SHORT PROBLEM:
Put the lines of the material, starting at the line containing "For the image above, mark every paved" and ending at the line containing "[497, 188, 533, 201]", into a JSON list of strings with one string per line, leaving out blank lines. Include both of those lines and nothing outside that range.

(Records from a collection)
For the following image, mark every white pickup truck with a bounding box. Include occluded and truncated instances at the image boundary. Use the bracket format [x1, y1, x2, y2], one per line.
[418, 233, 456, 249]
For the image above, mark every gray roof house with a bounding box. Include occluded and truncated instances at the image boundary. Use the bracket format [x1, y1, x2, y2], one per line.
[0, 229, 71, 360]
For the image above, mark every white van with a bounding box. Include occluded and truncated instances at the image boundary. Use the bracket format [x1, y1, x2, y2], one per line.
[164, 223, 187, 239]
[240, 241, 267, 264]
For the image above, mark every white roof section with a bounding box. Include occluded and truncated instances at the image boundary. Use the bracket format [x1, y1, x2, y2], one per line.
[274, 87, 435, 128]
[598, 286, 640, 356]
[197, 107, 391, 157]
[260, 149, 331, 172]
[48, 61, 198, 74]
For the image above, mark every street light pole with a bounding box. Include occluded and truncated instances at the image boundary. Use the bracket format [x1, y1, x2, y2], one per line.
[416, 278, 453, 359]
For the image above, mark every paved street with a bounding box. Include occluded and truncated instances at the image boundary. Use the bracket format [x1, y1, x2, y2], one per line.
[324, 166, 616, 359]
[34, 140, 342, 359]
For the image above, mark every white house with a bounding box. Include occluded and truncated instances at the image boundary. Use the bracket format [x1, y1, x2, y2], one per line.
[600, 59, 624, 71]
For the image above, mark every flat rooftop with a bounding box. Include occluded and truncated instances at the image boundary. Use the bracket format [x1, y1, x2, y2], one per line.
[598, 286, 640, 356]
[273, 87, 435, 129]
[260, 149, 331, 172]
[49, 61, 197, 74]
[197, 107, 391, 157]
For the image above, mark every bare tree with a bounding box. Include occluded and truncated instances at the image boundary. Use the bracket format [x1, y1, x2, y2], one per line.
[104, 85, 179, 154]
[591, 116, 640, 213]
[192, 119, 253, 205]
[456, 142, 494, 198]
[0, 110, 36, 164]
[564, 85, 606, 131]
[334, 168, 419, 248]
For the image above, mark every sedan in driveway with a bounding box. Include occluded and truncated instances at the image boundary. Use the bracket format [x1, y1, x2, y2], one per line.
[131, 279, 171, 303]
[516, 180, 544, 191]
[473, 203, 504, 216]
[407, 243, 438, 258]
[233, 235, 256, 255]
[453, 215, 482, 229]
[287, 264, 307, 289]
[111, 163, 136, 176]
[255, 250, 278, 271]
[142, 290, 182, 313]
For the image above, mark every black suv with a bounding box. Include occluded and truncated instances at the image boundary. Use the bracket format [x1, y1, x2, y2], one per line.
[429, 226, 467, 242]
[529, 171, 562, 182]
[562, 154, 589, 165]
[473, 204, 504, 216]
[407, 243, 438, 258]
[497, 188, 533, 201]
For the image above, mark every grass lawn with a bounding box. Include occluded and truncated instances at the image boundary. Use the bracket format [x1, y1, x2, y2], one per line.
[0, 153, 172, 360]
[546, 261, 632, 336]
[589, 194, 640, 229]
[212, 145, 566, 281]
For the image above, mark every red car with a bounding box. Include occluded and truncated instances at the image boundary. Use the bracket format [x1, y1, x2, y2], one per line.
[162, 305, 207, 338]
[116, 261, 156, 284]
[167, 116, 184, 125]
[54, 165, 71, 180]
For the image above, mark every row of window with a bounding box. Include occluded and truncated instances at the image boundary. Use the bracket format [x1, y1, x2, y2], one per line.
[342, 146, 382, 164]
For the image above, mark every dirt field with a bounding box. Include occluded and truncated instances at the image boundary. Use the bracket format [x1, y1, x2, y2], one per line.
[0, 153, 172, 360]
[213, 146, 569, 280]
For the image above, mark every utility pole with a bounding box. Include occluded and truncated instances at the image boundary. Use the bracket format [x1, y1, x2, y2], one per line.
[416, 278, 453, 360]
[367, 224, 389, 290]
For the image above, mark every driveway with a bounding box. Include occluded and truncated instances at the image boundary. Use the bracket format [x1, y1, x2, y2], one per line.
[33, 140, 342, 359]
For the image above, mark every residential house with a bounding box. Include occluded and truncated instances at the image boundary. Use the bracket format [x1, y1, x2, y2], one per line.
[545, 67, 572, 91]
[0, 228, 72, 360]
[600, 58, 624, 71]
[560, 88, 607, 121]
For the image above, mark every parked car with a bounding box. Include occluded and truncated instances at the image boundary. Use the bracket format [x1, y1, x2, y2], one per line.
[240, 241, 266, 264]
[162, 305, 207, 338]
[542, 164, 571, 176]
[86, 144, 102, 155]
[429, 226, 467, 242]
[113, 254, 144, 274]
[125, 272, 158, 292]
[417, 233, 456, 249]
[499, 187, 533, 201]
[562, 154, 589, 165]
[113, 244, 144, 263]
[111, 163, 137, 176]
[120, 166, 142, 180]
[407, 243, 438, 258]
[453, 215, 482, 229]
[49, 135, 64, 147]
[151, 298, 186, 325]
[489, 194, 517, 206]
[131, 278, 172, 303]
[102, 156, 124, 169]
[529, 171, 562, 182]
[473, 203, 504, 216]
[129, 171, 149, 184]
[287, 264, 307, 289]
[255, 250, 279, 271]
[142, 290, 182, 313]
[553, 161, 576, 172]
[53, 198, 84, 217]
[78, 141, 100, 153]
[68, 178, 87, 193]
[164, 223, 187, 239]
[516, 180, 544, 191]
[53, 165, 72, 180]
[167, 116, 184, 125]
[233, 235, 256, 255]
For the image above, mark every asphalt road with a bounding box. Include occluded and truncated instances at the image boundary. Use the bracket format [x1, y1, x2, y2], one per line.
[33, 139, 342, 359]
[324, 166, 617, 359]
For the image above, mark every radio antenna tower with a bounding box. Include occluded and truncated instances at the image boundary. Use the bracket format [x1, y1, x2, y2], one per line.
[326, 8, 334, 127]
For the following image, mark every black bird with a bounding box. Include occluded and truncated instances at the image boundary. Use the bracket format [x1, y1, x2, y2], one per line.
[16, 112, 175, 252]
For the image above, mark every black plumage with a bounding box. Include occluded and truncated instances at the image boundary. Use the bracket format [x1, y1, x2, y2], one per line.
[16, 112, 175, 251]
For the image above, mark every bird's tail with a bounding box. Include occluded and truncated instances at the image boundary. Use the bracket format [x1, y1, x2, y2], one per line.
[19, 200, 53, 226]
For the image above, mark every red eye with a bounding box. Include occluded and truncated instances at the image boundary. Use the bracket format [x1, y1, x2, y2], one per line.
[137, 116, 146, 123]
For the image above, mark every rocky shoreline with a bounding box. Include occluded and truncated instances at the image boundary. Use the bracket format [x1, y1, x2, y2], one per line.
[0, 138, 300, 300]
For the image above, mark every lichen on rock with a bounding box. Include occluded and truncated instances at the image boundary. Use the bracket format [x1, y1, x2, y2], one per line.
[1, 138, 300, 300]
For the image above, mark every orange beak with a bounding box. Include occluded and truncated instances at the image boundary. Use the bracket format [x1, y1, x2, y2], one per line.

IN RESPONSE:
[
  "For the image above, mark every paved street with a bounding box. Include occluded and truncated instances at the image boundary. Use the bracket format [x1, y1, x2, y2], one per line.",
  "[324, 166, 616, 359]",
  "[34, 140, 342, 359]",
  "For the image above, mark every white house with a bounding box. Include occluded and truncated instances at the image boundary. Use the bracket format [x1, y1, x2, y2], one per line.",
  "[600, 59, 624, 71]",
  "For the image above, mark every flat rooftop with a bounding box. Include occluded and truncated instances at the image boundary. Use the bracket format [x1, y1, x2, y2], one per line.",
  "[598, 286, 640, 356]",
  "[273, 87, 435, 129]",
  "[260, 149, 331, 172]",
  "[49, 61, 197, 74]",
  "[197, 107, 391, 157]",
  "For the image above, mark every bare tree with a bounding box. Include occluded and truncated instances at the image boundary. Use the bracket format [x1, y1, x2, y2], one per line.",
  "[104, 85, 179, 154]",
  "[591, 116, 640, 213]",
  "[192, 119, 253, 205]",
  "[456, 142, 494, 198]",
  "[0, 110, 36, 164]",
  "[564, 85, 606, 131]",
  "[334, 168, 419, 248]",
  "For the image above, mark every sedan in driveway with a bounding box. Include occluded and truncated instances at the image boundary. Use the bracket format [x1, y1, x2, y2], one per line.",
  "[131, 279, 171, 303]",
  "[516, 180, 544, 191]",
  "[473, 203, 504, 216]",
  "[407, 243, 438, 258]",
  "[233, 235, 256, 255]",
  "[453, 215, 482, 229]",
  "[287, 264, 307, 289]",
  "[111, 163, 136, 176]",
  "[255, 250, 278, 271]",
  "[142, 290, 182, 313]",
  "For the image above, mark every black suv with a bounding box. Include occluded and truncated instances at the image boundary. Use the bracket format [x1, y1, x2, y2], one per line.",
  "[429, 226, 467, 242]",
  "[529, 171, 562, 182]",
  "[562, 154, 589, 165]",
  "[473, 204, 504, 216]",
  "[407, 243, 438, 258]",
  "[497, 188, 533, 201]"
]